(Data extracted from a collection)
"""
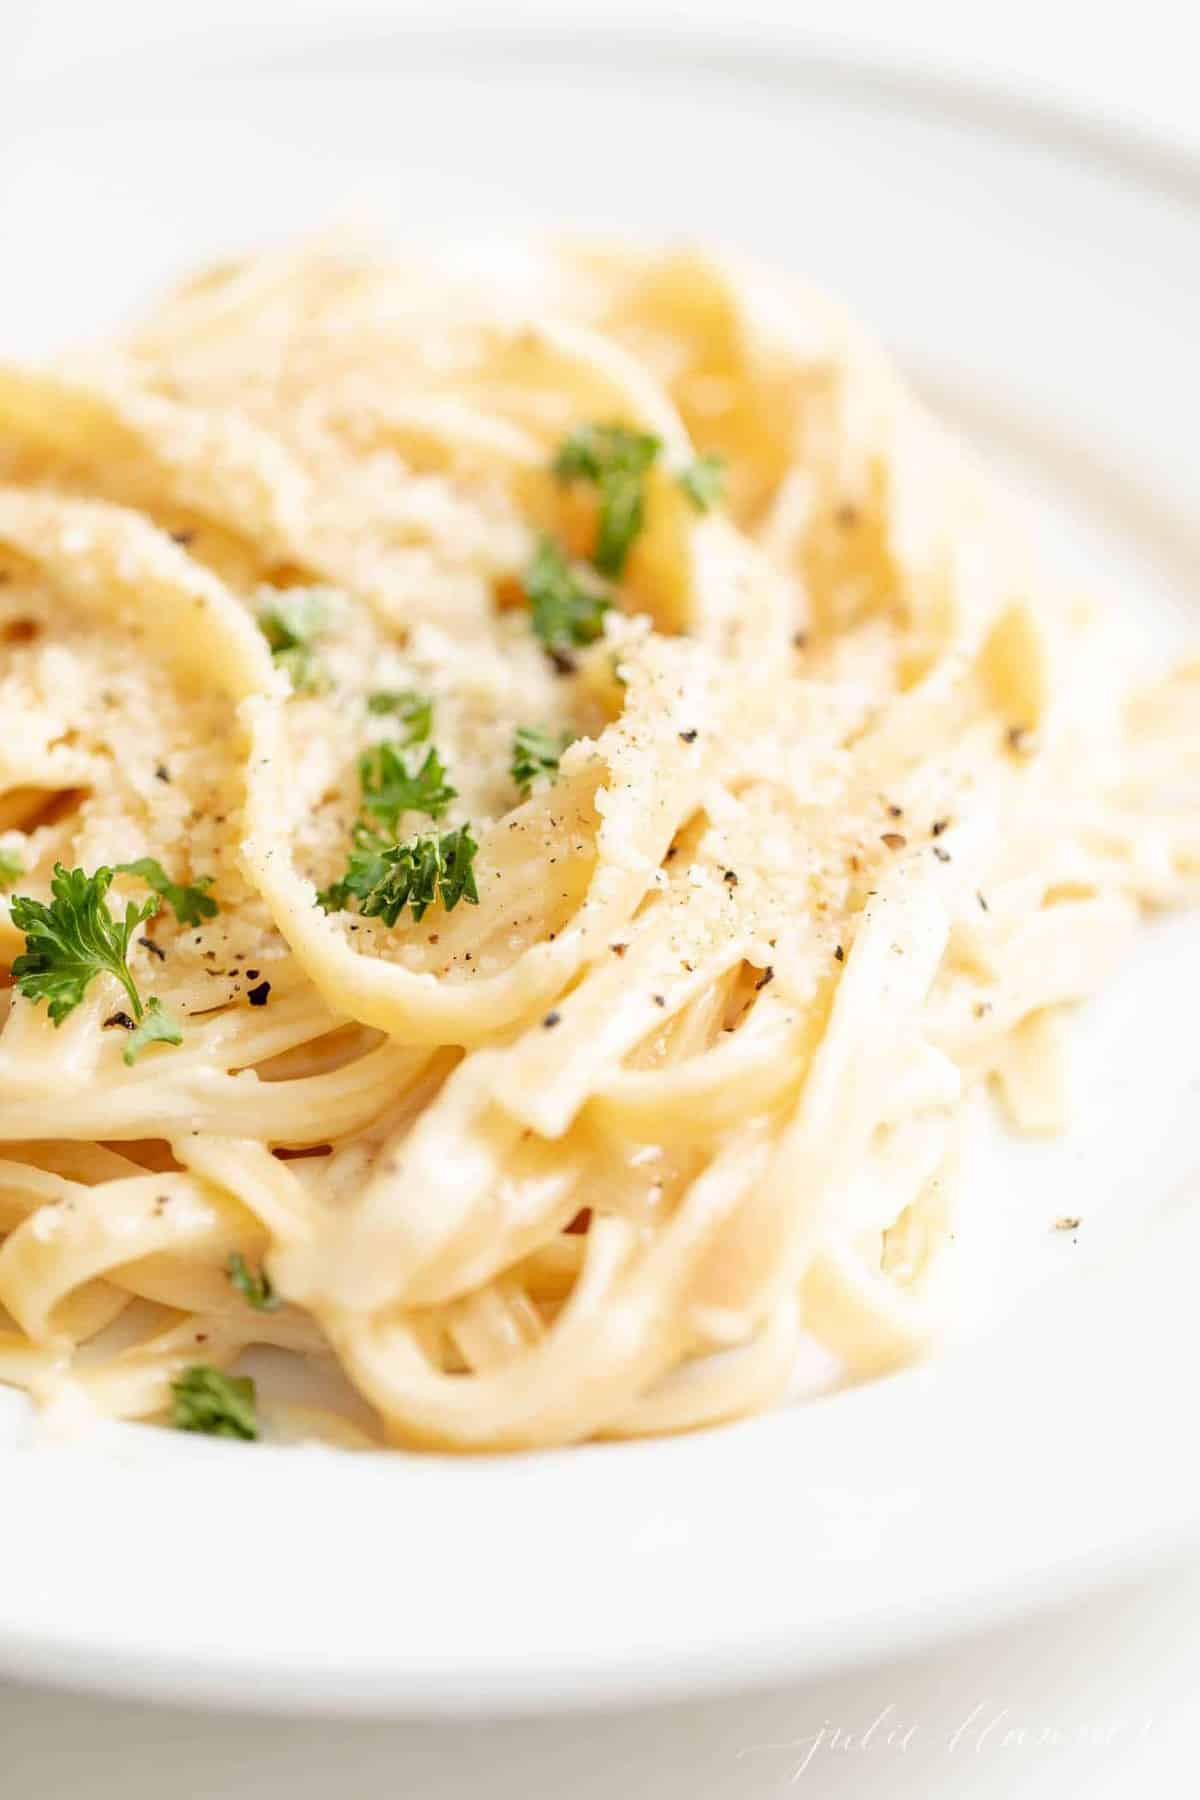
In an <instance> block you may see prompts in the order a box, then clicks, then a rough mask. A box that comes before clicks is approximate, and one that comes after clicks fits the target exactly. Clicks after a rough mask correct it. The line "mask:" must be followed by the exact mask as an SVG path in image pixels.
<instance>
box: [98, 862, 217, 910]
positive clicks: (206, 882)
mask: <svg viewBox="0 0 1200 1800" xmlns="http://www.w3.org/2000/svg"><path fill="white" fill-rule="evenodd" d="M113 873H115V875H137V877H139V878H140V880H144V882H146V886H148V887H153V889H155V893H157V895H162V898H164V900H166V902H167V905H169V907H171V911H173V913H175V916H176V918H178V922H180V925H200V923H201V922H203V920H205V918H216V914H218V904H216V900H210V898H209V895H207V893H205V887H212V877H210V875H201V877H200V878H198V880H196V882H191V884H187V882H173V880H171V877H169V875H167V871H166V869H164V866H162V862H158V860H157V857H139V859H137V862H119V864H117V868H115V869H113Z"/></svg>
"""
**Work request**
Switch "rough mask" to "coarse mask" throughout the lines above and keep everything else the same. Leave the pictures out of your answer.

**Response**
In an <instance> block you may see prompts in the order a box, then clicks, then a coarse mask. A box that comes before clicks is approximate, and one that comes after clicks fits the target exactly. Clicks after a coarse mask correct it. The line "mask:" must be followed by the exact mask as an SVG path in image pixels.
<instance>
box: [98, 862, 217, 910]
positive clicks: (206, 882)
mask: <svg viewBox="0 0 1200 1800" xmlns="http://www.w3.org/2000/svg"><path fill="white" fill-rule="evenodd" d="M113 873H115V875H137V877H139V878H140V880H144V882H146V886H148V887H153V889H155V893H157V895H162V898H164V900H166V902H167V905H169V907H171V911H173V913H175V916H176V918H178V922H180V925H200V923H201V922H203V920H205V918H216V914H218V904H216V900H210V898H209V895H207V893H205V887H212V877H210V875H201V877H200V878H198V880H196V882H191V884H187V882H173V880H171V877H169V875H167V871H166V869H164V866H162V862H158V860H157V857H139V859H137V862H119V864H117V868H115V869H113Z"/></svg>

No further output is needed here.